- Request:
Return every line of the data below verbatim, with no character altered, added, or omitted.

= = = =

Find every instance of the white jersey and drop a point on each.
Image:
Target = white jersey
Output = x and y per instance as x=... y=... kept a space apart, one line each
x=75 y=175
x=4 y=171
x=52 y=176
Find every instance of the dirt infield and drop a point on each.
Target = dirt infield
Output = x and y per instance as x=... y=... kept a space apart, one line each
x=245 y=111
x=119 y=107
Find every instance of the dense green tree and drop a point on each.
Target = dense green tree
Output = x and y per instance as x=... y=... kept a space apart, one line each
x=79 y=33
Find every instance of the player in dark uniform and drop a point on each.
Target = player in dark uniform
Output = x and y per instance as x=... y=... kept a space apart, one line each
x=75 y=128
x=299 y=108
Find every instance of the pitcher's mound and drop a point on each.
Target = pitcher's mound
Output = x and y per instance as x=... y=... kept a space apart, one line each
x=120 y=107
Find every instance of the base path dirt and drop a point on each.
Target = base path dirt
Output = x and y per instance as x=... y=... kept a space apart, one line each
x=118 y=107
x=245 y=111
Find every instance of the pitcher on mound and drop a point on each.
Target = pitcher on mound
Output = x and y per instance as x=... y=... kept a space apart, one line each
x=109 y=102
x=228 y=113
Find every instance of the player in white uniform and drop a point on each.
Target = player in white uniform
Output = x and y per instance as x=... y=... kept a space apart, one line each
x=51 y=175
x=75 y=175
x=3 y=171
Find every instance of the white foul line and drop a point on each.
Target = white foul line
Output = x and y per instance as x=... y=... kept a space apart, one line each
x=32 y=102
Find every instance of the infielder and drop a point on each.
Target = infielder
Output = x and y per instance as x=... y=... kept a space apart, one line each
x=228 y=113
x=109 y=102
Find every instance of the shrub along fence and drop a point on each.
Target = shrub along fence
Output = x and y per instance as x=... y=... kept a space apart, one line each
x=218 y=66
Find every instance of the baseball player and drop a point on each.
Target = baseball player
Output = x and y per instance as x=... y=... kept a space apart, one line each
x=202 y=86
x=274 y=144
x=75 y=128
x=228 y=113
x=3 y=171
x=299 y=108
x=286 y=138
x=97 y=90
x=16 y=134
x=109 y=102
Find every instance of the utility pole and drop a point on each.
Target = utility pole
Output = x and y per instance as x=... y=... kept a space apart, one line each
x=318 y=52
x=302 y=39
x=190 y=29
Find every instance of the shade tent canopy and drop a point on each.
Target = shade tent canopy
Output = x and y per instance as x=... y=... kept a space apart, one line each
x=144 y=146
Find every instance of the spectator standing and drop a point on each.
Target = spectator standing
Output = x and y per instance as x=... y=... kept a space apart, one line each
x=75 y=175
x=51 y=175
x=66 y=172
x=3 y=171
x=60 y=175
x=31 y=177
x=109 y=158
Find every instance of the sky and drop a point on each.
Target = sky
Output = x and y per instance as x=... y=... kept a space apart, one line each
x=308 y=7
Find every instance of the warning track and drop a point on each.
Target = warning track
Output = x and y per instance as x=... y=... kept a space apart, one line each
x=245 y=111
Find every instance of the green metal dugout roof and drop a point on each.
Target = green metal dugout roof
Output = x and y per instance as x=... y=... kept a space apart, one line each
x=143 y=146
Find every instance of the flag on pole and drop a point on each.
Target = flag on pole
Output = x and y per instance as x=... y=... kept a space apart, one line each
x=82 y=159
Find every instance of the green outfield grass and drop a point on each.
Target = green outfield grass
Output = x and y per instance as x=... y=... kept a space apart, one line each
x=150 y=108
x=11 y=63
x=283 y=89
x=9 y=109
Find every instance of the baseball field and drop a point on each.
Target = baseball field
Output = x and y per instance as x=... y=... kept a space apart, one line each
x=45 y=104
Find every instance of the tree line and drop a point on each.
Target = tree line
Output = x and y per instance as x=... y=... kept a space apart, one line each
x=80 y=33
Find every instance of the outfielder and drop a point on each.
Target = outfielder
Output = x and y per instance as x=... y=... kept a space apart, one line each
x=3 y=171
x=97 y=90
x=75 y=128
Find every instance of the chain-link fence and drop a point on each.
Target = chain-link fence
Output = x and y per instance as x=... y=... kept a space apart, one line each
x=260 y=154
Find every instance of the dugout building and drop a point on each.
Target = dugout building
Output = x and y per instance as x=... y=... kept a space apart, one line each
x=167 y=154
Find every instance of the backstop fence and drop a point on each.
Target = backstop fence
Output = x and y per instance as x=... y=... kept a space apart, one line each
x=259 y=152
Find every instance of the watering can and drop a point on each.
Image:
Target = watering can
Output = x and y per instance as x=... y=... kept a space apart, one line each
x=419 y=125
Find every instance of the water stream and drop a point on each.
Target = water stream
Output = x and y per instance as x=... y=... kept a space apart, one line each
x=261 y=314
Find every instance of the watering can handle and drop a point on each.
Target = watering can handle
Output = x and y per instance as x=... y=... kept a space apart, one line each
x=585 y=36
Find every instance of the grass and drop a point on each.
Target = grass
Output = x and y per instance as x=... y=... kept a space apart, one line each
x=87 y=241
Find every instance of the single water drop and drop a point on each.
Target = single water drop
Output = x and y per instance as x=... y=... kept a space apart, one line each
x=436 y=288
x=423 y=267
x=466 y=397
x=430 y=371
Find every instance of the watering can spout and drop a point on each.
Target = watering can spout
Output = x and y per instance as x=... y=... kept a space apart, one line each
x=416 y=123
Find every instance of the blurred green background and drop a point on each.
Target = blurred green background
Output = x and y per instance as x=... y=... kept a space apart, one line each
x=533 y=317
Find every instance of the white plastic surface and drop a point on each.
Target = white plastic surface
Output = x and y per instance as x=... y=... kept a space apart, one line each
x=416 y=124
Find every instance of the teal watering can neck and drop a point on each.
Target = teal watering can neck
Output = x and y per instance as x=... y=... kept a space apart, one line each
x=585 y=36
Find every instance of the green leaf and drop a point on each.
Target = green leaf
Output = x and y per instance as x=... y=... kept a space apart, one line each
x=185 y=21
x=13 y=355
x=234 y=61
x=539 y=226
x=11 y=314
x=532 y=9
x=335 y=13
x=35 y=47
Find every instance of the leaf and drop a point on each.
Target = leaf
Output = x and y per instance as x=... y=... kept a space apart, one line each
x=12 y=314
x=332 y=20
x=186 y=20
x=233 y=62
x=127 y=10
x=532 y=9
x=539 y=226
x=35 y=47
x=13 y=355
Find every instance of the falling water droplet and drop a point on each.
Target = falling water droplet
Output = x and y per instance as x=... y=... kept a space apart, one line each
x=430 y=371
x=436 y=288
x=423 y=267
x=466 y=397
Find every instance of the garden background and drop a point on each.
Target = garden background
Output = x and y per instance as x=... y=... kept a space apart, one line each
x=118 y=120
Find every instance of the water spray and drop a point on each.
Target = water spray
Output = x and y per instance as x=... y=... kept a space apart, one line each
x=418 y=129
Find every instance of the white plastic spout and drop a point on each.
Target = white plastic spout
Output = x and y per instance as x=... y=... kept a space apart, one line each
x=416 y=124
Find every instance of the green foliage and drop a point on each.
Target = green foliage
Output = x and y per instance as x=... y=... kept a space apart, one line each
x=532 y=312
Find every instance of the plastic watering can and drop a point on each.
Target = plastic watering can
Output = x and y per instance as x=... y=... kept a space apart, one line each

= = = =

- Response below:
Find every instance of the white jersey and drop a point on each.
Image:
Target = white jersey
Output = x and y per instance as x=... y=... kept a space apart, one line each
x=75 y=175
x=4 y=171
x=52 y=176
Find every instance of the dirt infield and drop a point on each.
Target = dirt infield
Output = x and y per instance as x=... y=... kept a space apart, one line each
x=245 y=111
x=119 y=107
Find every instance of the dense green tree and drop a point on each.
Target = dense green tree
Output = x and y per instance as x=... y=... kept a space apart, one line each
x=79 y=33
Find every instance of the player in dark uniform and drop a point on each.
Target = player in dark uniform
Output = x and y per instance as x=... y=... kept a space apart, one line each
x=75 y=128
x=299 y=108
Find every instance of the pitcher's mound and drop a point on each.
Target = pitcher's mound
Output = x and y per instance as x=... y=... kept a space apart, one line each
x=120 y=107
Find every instance of the base path dirt and drop a point on each.
Target = base path dirt
Output = x and y per instance as x=... y=... kept a space apart, one line each
x=118 y=107
x=245 y=111
Find every instance of the pitcher on mound and drop a point on each.
Target = pitcher on mound
Output = x and y per instance as x=... y=... kept a space apart, one line each
x=109 y=102
x=228 y=113
Find every instance of the player in white uniform and drop a point on each.
Target = player in white uniform
Output = x and y per instance as x=... y=... kept a space apart, one line each
x=51 y=175
x=75 y=175
x=3 y=171
Find every instance of the white foul line and drop a point on each.
Target = white foul line
Output = x and y per instance as x=... y=... kept a space apart, one line each
x=32 y=102
Find every instance of the infielder and drop a point on each.
Target = infielder
Output = x and y per instance as x=... y=... kept a space apart, one line each
x=228 y=113
x=109 y=102
Find every instance of the shrub along fence and drop a point on each.
Target = shrub along fence
Output = x and y per instance as x=... y=... kept a space apart, one line each
x=218 y=66
Find every instance of the baseball player and drop a point on each.
Target = baseball player
Output = x and y per instance as x=... y=... kept a space apart, one line each
x=202 y=86
x=274 y=144
x=75 y=128
x=228 y=113
x=3 y=171
x=299 y=108
x=286 y=138
x=97 y=90
x=16 y=134
x=109 y=102
Find every instance of the utility pole and drop a point on each.
Target = utility pole
Output = x and y per instance as x=... y=... kept a space apart, one line each
x=318 y=52
x=302 y=39
x=190 y=29
Find every instance of the shade tent canopy and drop a point on each.
Target = shade tent canopy
Output = x and y per instance as x=... y=... kept a space apart, one line each
x=144 y=146
Find every instance of the spectator standing and drop a point on each.
Target = spectator standing
Output = x and y per instance as x=... y=... kept a space apart, one line each
x=75 y=175
x=51 y=175
x=66 y=172
x=3 y=171
x=60 y=175
x=31 y=177
x=109 y=158
Find every instance of the sky and drop a point on each.
Target = sky
Output = x and y per instance as x=... y=... kept a space apart, one line each
x=308 y=7
Find every instance of the warning track and drop a point on each.
Target = warning track
Output = x and y per instance as x=... y=... kept a space apart, one line each
x=245 y=111
Find every instance of the green metal dugout roof and drop a point on each.
Target = green metal dugout roof
Output = x and y per instance as x=... y=... kept a space apart, one line each
x=143 y=146
Find every instance of the flag on pole and drop a point on each.
Target = flag on pole
Output = x and y per instance as x=... y=... kept a space apart, one line each
x=82 y=159
Find every instance of the green outfield grass and drop a point on each.
Target = green outfield grass
Output = x and y per instance as x=... y=... kept a space apart, one line each
x=150 y=108
x=11 y=63
x=283 y=89
x=9 y=109
Find every instance of the baseball field and drop a point on each.
Target = baseball field
Output = x and y per instance as x=... y=... kept a space apart, one line each
x=45 y=104
Find every instance of the tree line and drop a point on each.
Target = tree line
Output = x and y per instance as x=... y=... kept a space apart, one line each
x=80 y=33
Find every instance of the outfielder and drop a point on each.
Target = outfielder
Output = x and y per instance as x=... y=... kept a space apart, one line each
x=3 y=171
x=97 y=90
x=75 y=128
Find every instance of the chain-link fence and drop a point on each.
Target = chain-link fence
Output = x and y per instance as x=... y=... kept a space apart, one line each
x=260 y=154
Find every instance of the dugout building and drop a point on each.
Target = dugout building
Output = x and y per instance as x=... y=... kept a space apart, one line each
x=167 y=154
Find every instance of the backstop fence and drop a point on each.
Target = backstop fence
Output = x and y per instance as x=... y=... kept a space apart, one line each
x=259 y=152
Find every instance of the watering can and drop a point on each.
Image:
Target = watering can
Output = x and y per instance as x=... y=... kept a space apart, one line each
x=419 y=125
Find every instance of the water stream and drop a point on each.
Target = water stream
Output = x and y per instance as x=... y=... kept a space apart, one line each
x=261 y=314
Find every instance of the watering can handle and drop a point on each.
Target = watering can handle
Output = x and y per instance as x=... y=... kept a space apart, one line each
x=585 y=36
Find every instance of the grass and drop a point on each.
Target = grass
Output = x and y per instance as x=... y=... kept a space apart, one line each
x=87 y=241
Find every instance of the single water drop and drop a point on each.
Target = single water drop
Output = x and y per instance as x=... y=... kept a space apart, one line each
x=436 y=288
x=423 y=267
x=466 y=397
x=430 y=371
Find every instance of the watering can spout and drop a point on each.
Target = watering can spout
Output = x and y per instance as x=... y=... kept a space apart, one line each
x=416 y=123
Find every instance of the blurred green background and drop a point on each.
Target = blurred green background
Output = x and y per instance as x=... y=... kept a space apart, one line each
x=533 y=317
Find every instance of the white plastic surface and drop a point on each.
Target = white plastic surface
Output = x and y per instance as x=... y=... kept a space apart, one line each
x=416 y=124
Find every instance of the teal watering can neck and drop a point on each.
Target = teal watering can neck
Output = x and y per instance as x=... y=... kept a space apart, one line each
x=585 y=36
Find every instance of the green leaf and drop a point on each.
Target = green leaf
Output = x and y per instance as x=... y=... kept a space apart, one line each
x=185 y=21
x=13 y=355
x=234 y=61
x=539 y=226
x=11 y=314
x=532 y=9
x=335 y=13
x=35 y=47
Find every instance of the leaf and drop a point on each.
Target = leaf
Output = x and y per instance as x=... y=... kept a space apart, one line each
x=12 y=314
x=332 y=20
x=186 y=20
x=233 y=62
x=127 y=10
x=532 y=9
x=539 y=226
x=35 y=47
x=13 y=355
Find every instance of the falling water droplet and drop a point on each.
Target = falling water droplet
Output = x and y per instance as x=... y=... kept a space apart, one line each
x=430 y=371
x=436 y=288
x=423 y=267
x=466 y=397
Find every instance of the garden background and drop a point on each.
Target = garden background
Output = x and y per instance as x=... y=... kept a space apart, one line each
x=118 y=120
Find every instance of the water spray and drop a point on each.
Target = water spray
Output = x and y per instance as x=... y=... kept a space apart, one line each
x=418 y=129
Find every instance of the white plastic spout and drop a point on each.
Target = white plastic spout
Output = x and y per instance as x=... y=... kept a space apart, one line each
x=416 y=124
Find every instance of the green foliage and drop a point on each.
Target = green foliage
Output = x and y per instance as x=... y=... kept a space apart, one line each
x=532 y=312
Find every instance of the plastic watering can and drop a point on each.
Target = plastic watering can
Output = x and y per instance as x=... y=... kept a space apart, one line each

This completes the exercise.